### Your goal
Recast the lines below as a JSON list of strings with one string per line, leaving out any blank lines.

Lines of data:
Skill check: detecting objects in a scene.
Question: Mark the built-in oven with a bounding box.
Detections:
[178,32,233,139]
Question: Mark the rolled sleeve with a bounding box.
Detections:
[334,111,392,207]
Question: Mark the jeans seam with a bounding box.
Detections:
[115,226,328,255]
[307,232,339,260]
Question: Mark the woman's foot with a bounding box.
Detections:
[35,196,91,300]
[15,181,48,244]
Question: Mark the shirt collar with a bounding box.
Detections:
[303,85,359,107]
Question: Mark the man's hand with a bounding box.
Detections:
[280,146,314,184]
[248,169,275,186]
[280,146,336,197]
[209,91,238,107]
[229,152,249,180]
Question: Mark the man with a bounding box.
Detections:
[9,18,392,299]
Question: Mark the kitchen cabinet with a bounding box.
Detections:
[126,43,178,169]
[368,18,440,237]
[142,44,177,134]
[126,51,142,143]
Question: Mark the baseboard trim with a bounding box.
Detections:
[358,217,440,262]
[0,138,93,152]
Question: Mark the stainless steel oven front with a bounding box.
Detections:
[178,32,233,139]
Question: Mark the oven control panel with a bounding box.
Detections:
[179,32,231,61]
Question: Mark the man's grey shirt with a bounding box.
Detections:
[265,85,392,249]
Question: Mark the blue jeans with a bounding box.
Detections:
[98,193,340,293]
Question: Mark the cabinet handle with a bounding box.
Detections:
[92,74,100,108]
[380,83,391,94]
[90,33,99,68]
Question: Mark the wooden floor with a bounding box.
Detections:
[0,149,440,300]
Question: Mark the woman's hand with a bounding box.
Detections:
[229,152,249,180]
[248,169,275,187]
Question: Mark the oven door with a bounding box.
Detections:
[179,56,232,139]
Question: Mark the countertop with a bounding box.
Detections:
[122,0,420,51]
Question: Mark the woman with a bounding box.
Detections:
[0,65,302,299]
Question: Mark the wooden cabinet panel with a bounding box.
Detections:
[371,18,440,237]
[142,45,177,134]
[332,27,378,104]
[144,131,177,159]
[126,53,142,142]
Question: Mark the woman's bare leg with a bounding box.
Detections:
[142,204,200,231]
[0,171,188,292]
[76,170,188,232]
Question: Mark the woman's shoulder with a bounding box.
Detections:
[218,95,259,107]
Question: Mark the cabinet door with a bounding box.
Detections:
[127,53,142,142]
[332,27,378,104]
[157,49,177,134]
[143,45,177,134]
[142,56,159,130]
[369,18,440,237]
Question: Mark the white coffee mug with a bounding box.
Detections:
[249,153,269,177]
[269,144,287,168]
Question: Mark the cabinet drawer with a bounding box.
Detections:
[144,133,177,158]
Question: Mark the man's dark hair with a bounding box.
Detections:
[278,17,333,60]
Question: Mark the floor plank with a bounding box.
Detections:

### Task solution
[
  "Skill check: detecting objects in a scene.",
  "Question: Mark the built-in oven with a bounding box.",
  "Detections:",
  "[178,32,233,139]",
  "Question: Mark the rolled sleeve with a bounding box.",
  "Detections:",
  "[334,111,392,207]",
  "Question: Mark the jeans seam with a bounding box.",
  "Detections:",
  "[115,226,328,255]",
  "[307,232,339,260]",
  "Question: Mark the woman's foot with a bounding box.",
  "Detections:",
  "[35,196,91,300]",
  "[15,181,48,244]",
  "Question: Mark the shirt collar with a bounding box.",
  "Detections:",
  "[303,85,359,107]",
  "Question: Mark the man's hand with a bounding box.",
  "Detections:",
  "[280,146,314,184]",
  "[248,169,275,186]",
  "[280,146,336,197]",
  "[209,91,238,107]",
  "[229,152,249,180]",
  "Question: Mark the man with a bounding box.",
  "Detections:",
  "[9,18,392,299]",
  "Question: Mark the kitchen cabinet with a bounding box.",
  "Detections:",
  "[126,43,178,169]",
  "[368,18,440,237]",
  "[142,44,177,134]",
  "[126,51,142,143]",
  "Question: Mark the baseboard trim with a bounding box.",
  "Detections:",
  "[358,217,440,262]",
  "[0,138,93,152]",
  "Question: Mark the stainless steel oven front with a bounding box.",
  "Detections:",
  "[178,32,233,139]",
  "Question: Mark the oven control panel with a bounding box.",
  "Detections:",
  "[179,32,231,61]",
  "Question: Mark the man's grey shirt with a bounding box.",
  "Detections:",
  "[265,85,392,249]",
  "Question: Mark the blue jeans with a bounding box.",
  "Detections:",
  "[98,193,340,293]",
  "Question: Mark the cabinet handle with a bounding box.",
  "Detections:",
  "[92,74,100,108]",
  "[380,83,391,94]",
  "[90,33,99,68]",
  "Question: Mark the wooden floor with a bounding box.",
  "Detections:",
  "[0,149,440,300]",
  "Question: Mark the woman's hand with a bounding box.",
  "Detections:",
  "[229,152,249,180]",
  "[248,169,275,187]",
  "Question: Mark the oven door with a bounding box.",
  "Detections:",
  "[179,56,232,139]",
  "Question: Mark the countertop with a bounding box.",
  "Detections:",
  "[122,0,420,51]",
  "Question: Mark the woman with a bounding box.",
  "Detections:",
  "[0,65,302,299]",
  "Question: Mark the wooden cabinet panel with a bounding box.",
  "Detections:",
  "[371,18,440,237]",
  "[142,45,177,134]",
  "[332,27,378,104]",
  "[144,131,177,159]",
  "[126,53,142,142]",
  "Question: Mark the woman's bare leg with a bounding box.",
  "Detections:",
  "[142,204,200,231]",
  "[0,171,188,292]",
  "[76,170,188,232]",
  "Question: Mark the woman's shoulder with a bounding box.",
  "Detections:",
  "[218,95,259,107]",
  "Question: Mark the cabinet door with a bounding box.",
  "Detections:",
  "[127,53,142,142]",
  "[332,27,378,104]",
  "[157,49,177,134]",
  "[143,45,177,134]",
  "[142,56,159,130]",
  "[369,18,440,237]",
  "Question: Mark the white coffee mug with a bounding box.",
  "Detections:",
  "[249,153,269,177]",
  "[269,144,287,168]",
  "Question: Mark the cabinet drawer with a bounding box.",
  "Detections:",
  "[144,133,177,158]",
  "Question: Mark the man's dark hair with a bounding box.",
  "Detections:",
  "[278,17,333,60]",
  "Question: Mark the floor plank with a bounding box.",
  "Detections:"
]